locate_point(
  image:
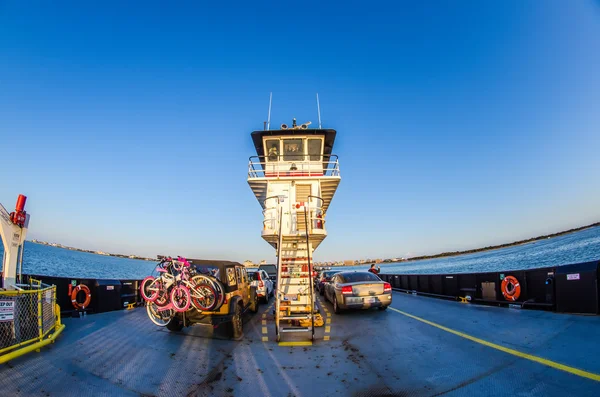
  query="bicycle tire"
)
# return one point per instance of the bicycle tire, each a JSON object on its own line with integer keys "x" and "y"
{"x": 146, "y": 283}
{"x": 180, "y": 298}
{"x": 208, "y": 294}
{"x": 159, "y": 318}
{"x": 216, "y": 285}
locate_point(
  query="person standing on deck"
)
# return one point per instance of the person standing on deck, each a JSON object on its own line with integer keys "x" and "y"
{"x": 373, "y": 270}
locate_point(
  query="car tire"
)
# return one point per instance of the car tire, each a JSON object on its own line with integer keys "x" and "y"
{"x": 236, "y": 325}
{"x": 255, "y": 302}
{"x": 175, "y": 325}
{"x": 336, "y": 308}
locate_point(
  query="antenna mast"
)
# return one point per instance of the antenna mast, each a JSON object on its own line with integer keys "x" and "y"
{"x": 269, "y": 117}
{"x": 319, "y": 110}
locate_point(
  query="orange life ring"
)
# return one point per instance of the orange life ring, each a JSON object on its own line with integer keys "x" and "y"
{"x": 88, "y": 296}
{"x": 515, "y": 288}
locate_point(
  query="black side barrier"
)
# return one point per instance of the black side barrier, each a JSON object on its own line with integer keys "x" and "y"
{"x": 577, "y": 288}
{"x": 424, "y": 283}
{"x": 413, "y": 282}
{"x": 108, "y": 296}
{"x": 467, "y": 285}
{"x": 436, "y": 284}
{"x": 568, "y": 288}
{"x": 130, "y": 293}
{"x": 404, "y": 283}
{"x": 450, "y": 285}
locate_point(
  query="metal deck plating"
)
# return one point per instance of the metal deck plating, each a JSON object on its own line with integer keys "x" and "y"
{"x": 367, "y": 353}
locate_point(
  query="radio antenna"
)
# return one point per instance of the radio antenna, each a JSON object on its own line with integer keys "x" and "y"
{"x": 319, "y": 110}
{"x": 269, "y": 117}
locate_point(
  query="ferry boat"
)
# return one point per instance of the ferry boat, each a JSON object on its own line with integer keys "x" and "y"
{"x": 420, "y": 346}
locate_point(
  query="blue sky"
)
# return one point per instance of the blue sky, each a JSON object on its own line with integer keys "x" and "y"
{"x": 460, "y": 124}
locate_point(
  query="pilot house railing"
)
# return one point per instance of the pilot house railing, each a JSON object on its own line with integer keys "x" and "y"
{"x": 276, "y": 166}
{"x": 314, "y": 209}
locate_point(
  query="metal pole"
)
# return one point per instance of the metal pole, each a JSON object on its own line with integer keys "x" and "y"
{"x": 21, "y": 263}
{"x": 269, "y": 117}
{"x": 319, "y": 110}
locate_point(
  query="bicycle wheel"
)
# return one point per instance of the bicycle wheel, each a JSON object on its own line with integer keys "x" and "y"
{"x": 148, "y": 289}
{"x": 204, "y": 297}
{"x": 163, "y": 298}
{"x": 180, "y": 298}
{"x": 216, "y": 286}
{"x": 160, "y": 318}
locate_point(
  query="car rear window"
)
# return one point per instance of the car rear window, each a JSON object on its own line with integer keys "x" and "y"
{"x": 208, "y": 270}
{"x": 270, "y": 269}
{"x": 358, "y": 277}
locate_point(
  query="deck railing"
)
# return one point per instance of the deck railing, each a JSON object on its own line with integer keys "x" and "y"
{"x": 296, "y": 165}
{"x": 29, "y": 319}
{"x": 316, "y": 219}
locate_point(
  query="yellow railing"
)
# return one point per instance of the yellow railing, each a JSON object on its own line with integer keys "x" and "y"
{"x": 29, "y": 319}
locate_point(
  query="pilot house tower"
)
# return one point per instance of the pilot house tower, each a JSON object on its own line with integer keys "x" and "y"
{"x": 294, "y": 177}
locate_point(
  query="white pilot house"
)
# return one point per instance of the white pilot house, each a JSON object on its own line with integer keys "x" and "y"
{"x": 294, "y": 177}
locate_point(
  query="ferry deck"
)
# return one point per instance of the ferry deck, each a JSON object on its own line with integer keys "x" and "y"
{"x": 442, "y": 348}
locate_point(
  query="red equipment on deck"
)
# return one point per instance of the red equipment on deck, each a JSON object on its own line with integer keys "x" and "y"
{"x": 18, "y": 217}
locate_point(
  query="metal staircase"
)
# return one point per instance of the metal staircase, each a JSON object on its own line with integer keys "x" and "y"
{"x": 295, "y": 299}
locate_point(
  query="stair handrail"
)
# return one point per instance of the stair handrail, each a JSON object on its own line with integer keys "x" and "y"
{"x": 277, "y": 295}
{"x": 310, "y": 276}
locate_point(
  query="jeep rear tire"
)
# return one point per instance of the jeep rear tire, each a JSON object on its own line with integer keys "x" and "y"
{"x": 236, "y": 325}
{"x": 254, "y": 300}
{"x": 175, "y": 325}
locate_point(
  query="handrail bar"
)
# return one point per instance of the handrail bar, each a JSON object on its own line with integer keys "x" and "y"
{"x": 323, "y": 156}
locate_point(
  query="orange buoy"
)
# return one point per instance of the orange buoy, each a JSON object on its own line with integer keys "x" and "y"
{"x": 88, "y": 296}
{"x": 511, "y": 289}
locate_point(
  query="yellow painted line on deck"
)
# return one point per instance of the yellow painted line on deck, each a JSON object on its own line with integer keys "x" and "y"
{"x": 543, "y": 361}
{"x": 299, "y": 343}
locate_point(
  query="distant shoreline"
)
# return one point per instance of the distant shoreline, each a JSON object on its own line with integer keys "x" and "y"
{"x": 495, "y": 247}
{"x": 476, "y": 250}
{"x": 101, "y": 253}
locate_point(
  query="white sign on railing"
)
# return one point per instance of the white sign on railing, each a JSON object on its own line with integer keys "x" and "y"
{"x": 7, "y": 310}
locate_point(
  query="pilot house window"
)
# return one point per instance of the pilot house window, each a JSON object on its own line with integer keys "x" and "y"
{"x": 272, "y": 149}
{"x": 293, "y": 150}
{"x": 314, "y": 149}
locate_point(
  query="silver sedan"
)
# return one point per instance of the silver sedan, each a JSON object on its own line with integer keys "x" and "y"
{"x": 358, "y": 290}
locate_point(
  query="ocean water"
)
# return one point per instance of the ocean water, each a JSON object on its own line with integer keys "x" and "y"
{"x": 570, "y": 248}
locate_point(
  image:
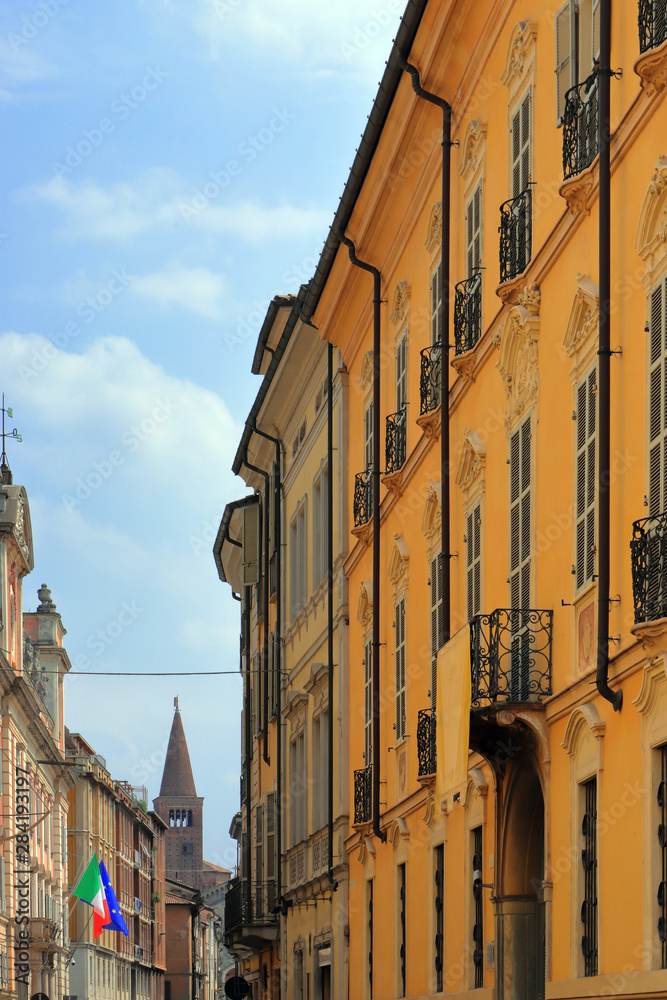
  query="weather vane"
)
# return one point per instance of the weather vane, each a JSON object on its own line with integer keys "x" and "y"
{"x": 5, "y": 434}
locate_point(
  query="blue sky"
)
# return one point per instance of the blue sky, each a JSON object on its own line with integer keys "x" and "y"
{"x": 169, "y": 166}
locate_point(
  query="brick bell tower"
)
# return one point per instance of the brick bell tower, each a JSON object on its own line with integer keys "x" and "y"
{"x": 181, "y": 809}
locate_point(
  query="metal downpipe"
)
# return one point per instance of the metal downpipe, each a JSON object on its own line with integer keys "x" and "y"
{"x": 380, "y": 834}
{"x": 332, "y": 880}
{"x": 265, "y": 644}
{"x": 275, "y": 500}
{"x": 444, "y": 333}
{"x": 604, "y": 362}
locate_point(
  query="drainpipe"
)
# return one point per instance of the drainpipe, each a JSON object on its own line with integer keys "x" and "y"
{"x": 265, "y": 653}
{"x": 275, "y": 500}
{"x": 604, "y": 359}
{"x": 444, "y": 331}
{"x": 332, "y": 881}
{"x": 380, "y": 834}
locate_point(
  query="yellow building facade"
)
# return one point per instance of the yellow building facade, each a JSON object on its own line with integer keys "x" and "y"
────────
→ What the task asks: Exactly reproduce each record, leaving out any pictures.

→ Problem solution:
locate_point(
  image:
  query="bicycle tire"
)
# return one point per instance of the bicycle tire, each a JSON object on its own line with integer keys "x" and "y"
{"x": 146, "y": 283}
{"x": 180, "y": 298}
{"x": 208, "y": 294}
{"x": 159, "y": 318}
{"x": 216, "y": 285}
locate_point(
  query="person standing on deck"
)
# return one point per instance of the person standing on deck, each a JSON object on its own line with integer keys "x" and "y"
{"x": 373, "y": 270}
locate_point(
  query="car tire"
)
# return one point per instance of the car tire, each a JSON object on its own line with integer keys "x" and "y"
{"x": 236, "y": 325}
{"x": 255, "y": 302}
{"x": 175, "y": 325}
{"x": 336, "y": 308}
locate_point(
  query="antenna mast"
)
# return one point per instance of the antenna mast, each a JSON object on its own line with integer keys "x" and "y"
{"x": 269, "y": 117}
{"x": 319, "y": 110}
locate_point(
  query="orange life ring"
)
# return one point per instance of the orange life ring, each a JSON object on its own line with integer keys "x" and "y"
{"x": 88, "y": 296}
{"x": 515, "y": 288}
locate_point(
  query="black side barrier"
)
# return one point per instance of the black side barrier, each a JSON object on its own line with integer keys "x" and "y"
{"x": 577, "y": 288}
{"x": 424, "y": 283}
{"x": 413, "y": 282}
{"x": 108, "y": 296}
{"x": 467, "y": 285}
{"x": 436, "y": 284}
{"x": 568, "y": 288}
{"x": 130, "y": 293}
{"x": 404, "y": 283}
{"x": 450, "y": 285}
locate_point(
  query="metal deck plating"
)
# return one point per instance of the metal deck plating, each a JSON object on its own line with integer keys "x" and "y"
{"x": 367, "y": 353}
locate_point(
  query="radio antenna"
)
# return one point per instance of the radio antenna, each a JSON object on its own line with integer keys "x" and "y"
{"x": 319, "y": 110}
{"x": 269, "y": 117}
locate_point(
  query="ferry boat"
)
# return one point per instance of the ferry boat, each a JSON object on its own line with integer keys "x" and "y"
{"x": 420, "y": 346}
locate_point(
  query="blue sky"
)
# return one point per instance of the blue sky, each a JSON object on its own line with integer keys "x" and "y"
{"x": 460, "y": 124}
locate_point(
  query="pilot house railing"
)
# return one point per instance of the pilot house railing, each a JSON object on its own line with integer keys "x" and "y"
{"x": 276, "y": 166}
{"x": 314, "y": 209}
locate_point(
  query="metal pole"
)
# return one point per instance of the metal pole, each a JSON object on its own line with integer keys "x" and "y"
{"x": 21, "y": 263}
{"x": 269, "y": 117}
{"x": 319, "y": 110}
locate_point(
  query="bicycle wheel"
)
# return one point per instance of the bicycle wheel, each a JSON object on its own line with integer keys "x" and "y"
{"x": 148, "y": 289}
{"x": 204, "y": 297}
{"x": 163, "y": 298}
{"x": 180, "y": 298}
{"x": 216, "y": 286}
{"x": 160, "y": 318}
locate_point(
  query="car rear window"
)
# return one point per instance of the car rear window, each a JSON object on its own line with integer keys "x" and "y"
{"x": 208, "y": 270}
{"x": 270, "y": 269}
{"x": 358, "y": 277}
locate_point(
  query="deck railing"
)
# return one point per instance of the deck railing, each a JSON object on its own line with integer keys "x" and "y"
{"x": 296, "y": 165}
{"x": 29, "y": 319}
{"x": 316, "y": 219}
locate_point(
  query="yellow railing"
)
# return one point per instance of the yellow railing, each a JSON object on its own line with integer keys "x" and "y"
{"x": 29, "y": 319}
locate_point(
  query="pilot house tower"
)
# return one point per instance of the pilot house tower, each a JSON object on its own line with integer keys "x" and "y"
{"x": 294, "y": 177}
locate_point(
  query="white pilot house"
)
# return one point per instance of the white pilot house, each a JSON object on its own line with integer keys "x" and "y"
{"x": 294, "y": 177}
locate_point(
  query="ferry deck"
)
# return one point per instance of the ferry deck, each a JSON object on its own line with integer keys "x" and "y"
{"x": 442, "y": 348}
locate_point(
  query="red equipment on deck"
)
# return one point per instance of the red equipment on deck, each a JSON object on its own line with integer keys "x" and "y"
{"x": 18, "y": 217}
locate_point(
  query="metal staircase"
)
# return one point per instance of the metal staircase, each a JSON object on its own line with integer keys "x" and "y"
{"x": 295, "y": 299}
locate_point(
  query="stair handrail"
)
# return one point per instance of the stair handrail, each a JSON object on its own line with integer keys "x" and "y"
{"x": 277, "y": 295}
{"x": 310, "y": 276}
locate_point(
  query="jeep rear tire"
)
# return one point per instance of the jeep rear tire, each a JSON object on its own line with integer keys "x" and "y"
{"x": 236, "y": 325}
{"x": 254, "y": 300}
{"x": 175, "y": 325}
locate_point(
  query="handrail bar"
)
# return one point per instance of the handrail bar, each a JSON object on its own line with integer keys "x" and "y"
{"x": 323, "y": 156}
locate_point(
  query="orange buoy"
)
# return one point per instance of the orange buoy, each a JSON object on its own line with integer keys "x" and "y"
{"x": 88, "y": 296}
{"x": 511, "y": 289}
locate_point(
  query="yellow painted line on deck"
)
# return one point per instance of the yellow painted line on deck, each a JSON object on its own line with integer keys "x" and "y"
{"x": 543, "y": 361}
{"x": 299, "y": 343}
locate_point(
  query="distant shoreline"
)
# return one point per instance of the distant shoreline, each a JSON object on its own line with integer keys "x" and "y"
{"x": 495, "y": 247}
{"x": 476, "y": 250}
{"x": 101, "y": 253}
locate_point(
  query="white sign on railing"
)
# return one point per instance of the white sign on railing, each a JSON object on its own line with integer keys "x" and "y"
{"x": 7, "y": 310}
locate_point(
  query="pilot house window"
)
# return one point per instance of the pilot house window, each a JSON object on its own line with integer keys "x" and "y"
{"x": 272, "y": 149}
{"x": 293, "y": 150}
{"x": 314, "y": 149}
locate_point(
  query="silver sedan"
)
# return one point per instance of the silver sedan, each a JSON object on its own line with integer keys "x" and "y"
{"x": 358, "y": 290}
locate_point(
  query="ocean water"
)
# return one point per instance of the ocean water, each a JSON object on its own line with integer keys "x" and "y"
{"x": 570, "y": 248}
locate_point(
  image:
  query="weather vane"
)
# return one point per instance of the weather vane, each a JSON object on its own line with integer keys "x" and "y"
{"x": 5, "y": 434}
locate_point(
  query="blue sky"
)
# return one point per instance of the blue sky, each a JSON object on its own line with integer keys "x" and "y"
{"x": 169, "y": 166}
locate_point(
  query="brick bell tower"
)
# return one point per instance of the brick bell tower, each a JSON object on its own line with integer keys "x" and "y"
{"x": 181, "y": 809}
locate_point(
  query="metal downpipe"
)
# return one point per instance of the metal downpipe, each a JSON object on its own line with integer keys "x" and "y"
{"x": 380, "y": 834}
{"x": 332, "y": 880}
{"x": 265, "y": 644}
{"x": 275, "y": 500}
{"x": 444, "y": 333}
{"x": 604, "y": 362}
locate_point(
  query="drainpipe"
)
# return one point per instance of the drainpipe, each a JSON object on its own line with integer keys "x" and "y"
{"x": 265, "y": 653}
{"x": 275, "y": 500}
{"x": 604, "y": 359}
{"x": 444, "y": 331}
{"x": 332, "y": 881}
{"x": 380, "y": 834}
locate_point(
  query="yellow building facade"
)
# return one point per instance of the yellow building facade, each a JSON object on its own line with integer keys "x" and "y"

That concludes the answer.